Pasaje seleccionado:
---------------
En la mitología anglosajona, la banshee es como un espíritu de los bosques que suelta un chillido demencial y desgarrador, para anunciar que tus días están contados. Lo de la californiana Diamanda Galás, cantante de varios orígenes y venenos, rebasó ese propósito desde un comienzo.
La suya era una voz salvaje que brotaba como si nuestro cuerpo fuera la peor prisión, con todas sus ataduras de los sexos, las culturas, las religiones o las nacionalidades. Una voz loca, fuera de su camisa de carne de fuerza, al encuentro de otros encarcelados: unos oyentes que sobre todo debían ser valientes, o estar un punto desesperados, para abrir un túnel dentro de ellos hasta responder con algo, aunque solo fuera la atención debida, a la cantante.
Realmente, los discos de Diamanda Galás no son tanto una llamada fúnebre sino una voz que se te mete en la cabeza, algo insidioso y calamitoso. Hasta que al final sientes que esos sonidos repetidos son los de tus puños contra las puertas del infierno, rogando por favor que te abran paso. Si hablamos de género musical, antes que rock, aunque a Galás se le vincule con la electricidad, habría que decir que lo suyo está más cerca de la glosolalia (con algún fondo industrial). Más que cantar, lo que hace Galás es inventarse un lenguaje, o tirar de lenguas muertas, para estremecernos con las posibilidades de la voz humana. Las pretensiones de Diamanda Galás, aunque feístas e iconoclastas, tienen también su trasfondo humanitario a pesar de todo: su intimidante torre de Babilonia, con la fuerza de sus ejecuciones vocales, no tiene viso alguno de derrumbarse, y esto hace que no se extinga la esperanza de comprender algo cuando escuchamos una música que inspira más miedo que un castigo divino.
---------------
Extracto de datos:
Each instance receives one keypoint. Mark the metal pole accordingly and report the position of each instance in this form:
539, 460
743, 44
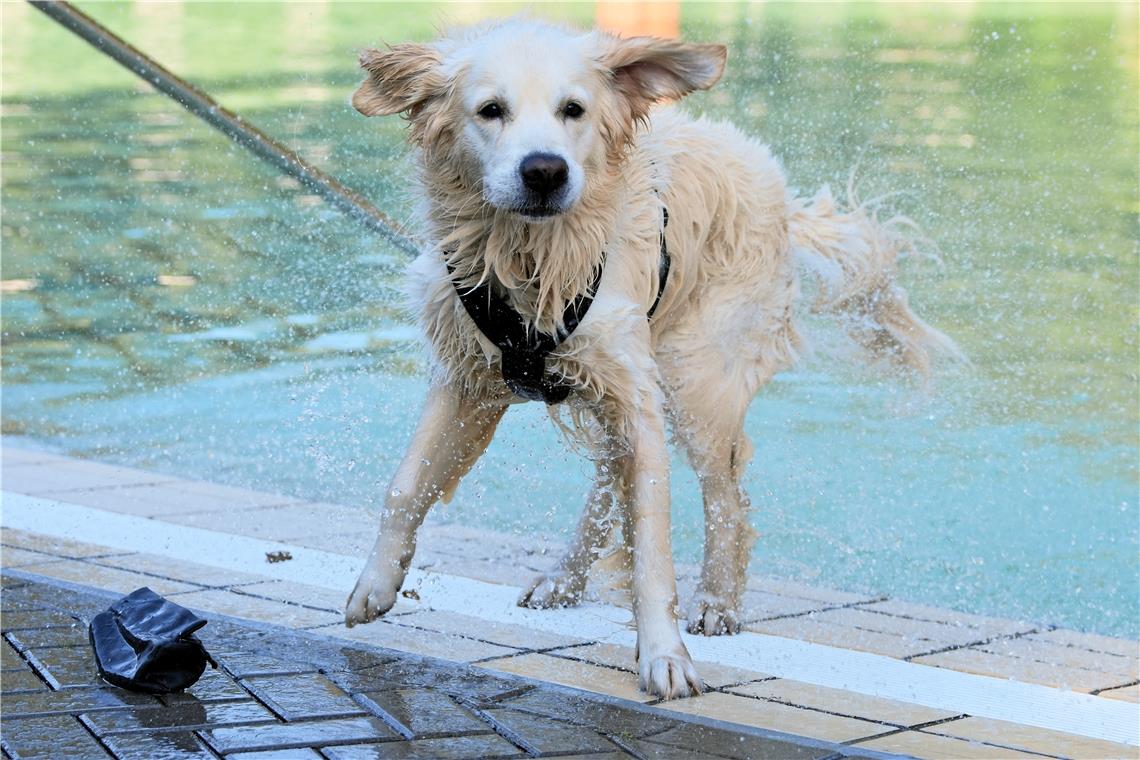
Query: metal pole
228, 123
---------------
Qué debes hacer: Enumera todas las ataduras del cuerpo que nombra el pasaje sobre Diamanda Galás.

Respuesta: Los sexos, las culturas, las religiones y las nacionalidades.